→ **Set problem 1**
Reproduce the cloud storage documentation below word for word, starting at "Variable Description Example" and continuing down to "access key wJalrXUtnFEMI/K7MDENG/...".

→ **Excerpted passage**
|---|
Cloud Storage Support

All benchmarks support running on cloud storage backends. Storage backend is configured via environment variables.

Supported Cloud Providers

Provider CLOUD_PROVIDER ADDRESS Example
AWS S3 aws s3.us-west-2.amazonaws.com
Google Cloud Storage gcp storage.googleapis.com
Azure Blob azure xxx.blob.core.windows.net
Aliyun OSS aliyun oss-cn-hangzhou.aliyuncs.com
Tencent COS tencent cos.ap-guangzhou.myqcloud.com
Huawei OBS huawei obs.cn-north-4.myhuaweicloud.com

Environment Variables

Variable Description Example
STORAGE_TYPE Storage type: local or remote remote
CLOUD_PROVIDER Cloud provider name aws
ADDRESS Cloud storage endpoint s3.us-west-2.amazonaws.com
BUCKET_NAME Bucket/container name my-benchmark-bucket
ACCESS_KEY Access key ID AKIAIOSFODNN7EXAMPLE
SECRET_KEY Secret access key wJalrXUtnFEMI/K7MDENG/...
|---|
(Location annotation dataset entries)
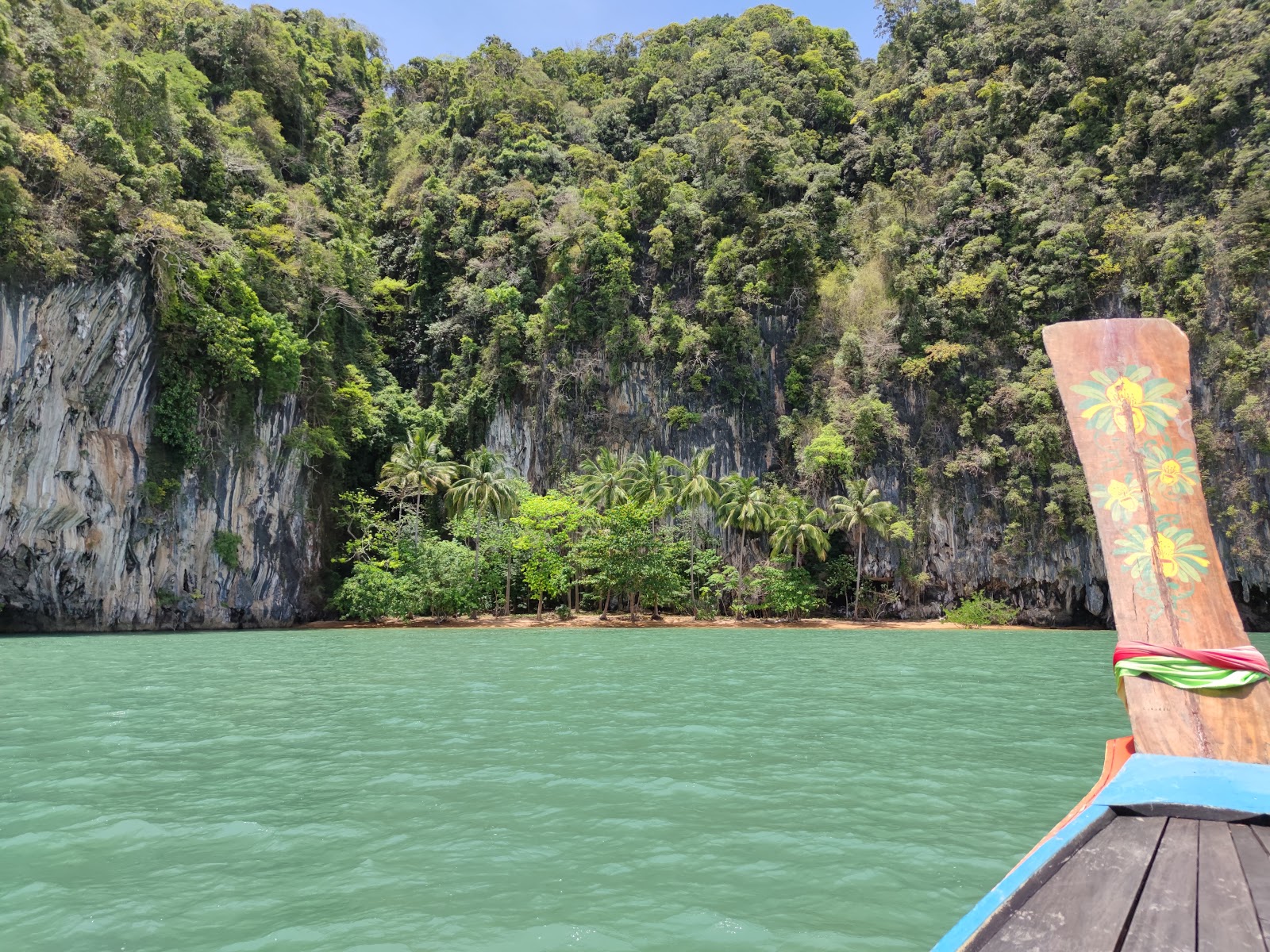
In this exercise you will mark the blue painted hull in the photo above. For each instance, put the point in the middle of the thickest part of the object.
(1147, 782)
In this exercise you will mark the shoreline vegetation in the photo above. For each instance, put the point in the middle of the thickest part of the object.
(622, 536)
(591, 620)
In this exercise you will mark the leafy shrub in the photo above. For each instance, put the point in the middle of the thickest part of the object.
(226, 545)
(432, 578)
(979, 611)
(789, 593)
(679, 418)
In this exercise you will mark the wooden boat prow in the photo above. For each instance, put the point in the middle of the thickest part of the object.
(1172, 850)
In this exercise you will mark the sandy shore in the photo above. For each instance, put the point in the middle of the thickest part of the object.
(667, 621)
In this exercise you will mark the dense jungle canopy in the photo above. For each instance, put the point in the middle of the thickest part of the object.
(414, 245)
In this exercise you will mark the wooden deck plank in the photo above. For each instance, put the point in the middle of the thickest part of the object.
(1165, 917)
(1227, 919)
(1257, 871)
(1261, 833)
(1085, 905)
(1227, 725)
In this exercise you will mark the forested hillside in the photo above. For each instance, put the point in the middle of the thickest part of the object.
(736, 221)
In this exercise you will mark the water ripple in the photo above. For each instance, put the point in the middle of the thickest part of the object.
(461, 791)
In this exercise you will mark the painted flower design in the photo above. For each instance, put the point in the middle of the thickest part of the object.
(1122, 499)
(1178, 473)
(1114, 399)
(1180, 559)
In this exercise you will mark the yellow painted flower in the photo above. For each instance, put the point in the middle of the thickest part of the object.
(1180, 559)
(1172, 471)
(1122, 499)
(1114, 400)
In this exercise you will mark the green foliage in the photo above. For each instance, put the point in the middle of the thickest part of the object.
(679, 418)
(202, 145)
(425, 579)
(226, 547)
(979, 611)
(827, 457)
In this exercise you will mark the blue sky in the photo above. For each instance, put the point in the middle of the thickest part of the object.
(457, 27)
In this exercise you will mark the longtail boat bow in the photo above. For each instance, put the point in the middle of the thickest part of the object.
(1172, 850)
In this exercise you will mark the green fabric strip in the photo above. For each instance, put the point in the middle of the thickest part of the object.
(1185, 673)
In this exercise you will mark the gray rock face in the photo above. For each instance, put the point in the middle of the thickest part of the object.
(80, 547)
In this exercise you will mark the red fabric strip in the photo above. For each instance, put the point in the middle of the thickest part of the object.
(1245, 658)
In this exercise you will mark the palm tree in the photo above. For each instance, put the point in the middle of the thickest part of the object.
(855, 513)
(743, 507)
(417, 469)
(798, 531)
(603, 482)
(649, 479)
(486, 488)
(692, 490)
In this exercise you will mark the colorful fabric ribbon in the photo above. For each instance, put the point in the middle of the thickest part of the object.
(1187, 668)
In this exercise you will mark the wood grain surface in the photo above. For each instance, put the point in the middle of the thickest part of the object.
(1126, 386)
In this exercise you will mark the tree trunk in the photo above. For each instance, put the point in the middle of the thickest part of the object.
(507, 590)
(476, 566)
(692, 562)
(860, 559)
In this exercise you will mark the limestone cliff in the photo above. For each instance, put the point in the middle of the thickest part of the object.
(962, 532)
(80, 546)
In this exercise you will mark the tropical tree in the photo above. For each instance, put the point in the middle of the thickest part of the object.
(602, 482)
(857, 512)
(651, 479)
(418, 467)
(743, 507)
(695, 489)
(798, 530)
(545, 527)
(483, 488)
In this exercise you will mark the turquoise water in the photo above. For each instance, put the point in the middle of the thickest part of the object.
(531, 790)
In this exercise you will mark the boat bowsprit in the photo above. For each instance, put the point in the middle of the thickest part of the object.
(1172, 850)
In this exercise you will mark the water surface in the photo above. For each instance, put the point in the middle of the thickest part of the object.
(506, 791)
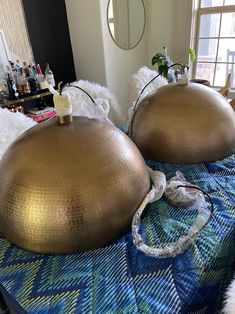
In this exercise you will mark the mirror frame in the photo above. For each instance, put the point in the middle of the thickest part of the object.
(141, 36)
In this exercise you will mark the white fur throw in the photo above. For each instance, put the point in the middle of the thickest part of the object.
(229, 307)
(13, 124)
(82, 105)
(140, 79)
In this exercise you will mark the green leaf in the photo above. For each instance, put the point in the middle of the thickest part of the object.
(192, 55)
(163, 70)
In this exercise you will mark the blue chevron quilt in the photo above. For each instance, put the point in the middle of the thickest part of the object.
(119, 279)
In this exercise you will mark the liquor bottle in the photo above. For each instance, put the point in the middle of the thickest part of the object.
(41, 79)
(49, 75)
(34, 85)
(13, 93)
(25, 70)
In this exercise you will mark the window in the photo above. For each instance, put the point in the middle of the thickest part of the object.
(215, 41)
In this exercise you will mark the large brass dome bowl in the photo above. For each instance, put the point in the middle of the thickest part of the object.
(184, 124)
(70, 188)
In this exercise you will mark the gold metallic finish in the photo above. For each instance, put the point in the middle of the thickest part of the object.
(69, 188)
(184, 124)
(65, 119)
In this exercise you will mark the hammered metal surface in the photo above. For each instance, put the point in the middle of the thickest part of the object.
(69, 188)
(184, 124)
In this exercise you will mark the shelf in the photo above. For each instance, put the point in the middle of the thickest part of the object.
(24, 99)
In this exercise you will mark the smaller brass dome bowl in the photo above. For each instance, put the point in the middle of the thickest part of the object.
(70, 188)
(184, 124)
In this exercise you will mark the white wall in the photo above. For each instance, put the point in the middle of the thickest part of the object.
(181, 29)
(87, 40)
(97, 58)
(121, 64)
(160, 20)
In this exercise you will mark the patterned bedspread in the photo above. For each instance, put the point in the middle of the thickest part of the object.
(120, 279)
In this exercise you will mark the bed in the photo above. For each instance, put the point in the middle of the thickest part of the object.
(120, 279)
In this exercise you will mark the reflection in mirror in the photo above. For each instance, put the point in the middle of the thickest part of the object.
(126, 22)
(14, 31)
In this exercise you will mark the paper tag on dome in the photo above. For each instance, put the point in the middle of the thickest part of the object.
(62, 105)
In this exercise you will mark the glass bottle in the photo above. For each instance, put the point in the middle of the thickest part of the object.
(49, 75)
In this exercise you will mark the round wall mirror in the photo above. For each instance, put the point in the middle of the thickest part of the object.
(126, 22)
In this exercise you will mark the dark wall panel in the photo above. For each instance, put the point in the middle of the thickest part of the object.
(49, 35)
|---|
→ **Set problem 2**
Write out only the entries above, from the line containing "In this exercise you will mark the blue sky" through the line containing "(1245, 658)", with both of those lines included. Keep every request line as it is, and shift each coordinate by adding 129 to every number.

→ **Response 1**
Variable Description Example
STORAGE_TYPE Storage type: local or remote remote
CLOUD_PROVIDER Cloud provider name aws
ADDRESS Cloud storage endpoint s3.us-west-2.amazonaws.com
BUCKET_NAME Bucket/container name my-benchmark-bucket
ACCESS_KEY Access key ID AKIAIOSFODNN7EXAMPLE
SECRET_KEY Secret access key wJalrXUtnFEMI/K7MDENG/...

→ **Response 2**
In this exercise you will mark the blue sky in the photo above. For each instance, put the point in the middle of the thickest part of the object.
(586, 156)
In this exercise you will mark the longtail boat bow in the photo above. For each instance, put the point in the middle of the thickest part of the object.
(1301, 979)
In this exercise you will mark the green fabric strip in the photo above. For each instance, put the point in the middle of the thickest part of the object.
(1314, 802)
In this exercise you will mark the gray rock face in the photo above. For each instance, put the point in the middle of the thickest part of the object.
(209, 676)
In this exercise you will mark the red fabric strip in the photo above. For each instance, put the point in the middle of the thickest part of the object.
(1374, 787)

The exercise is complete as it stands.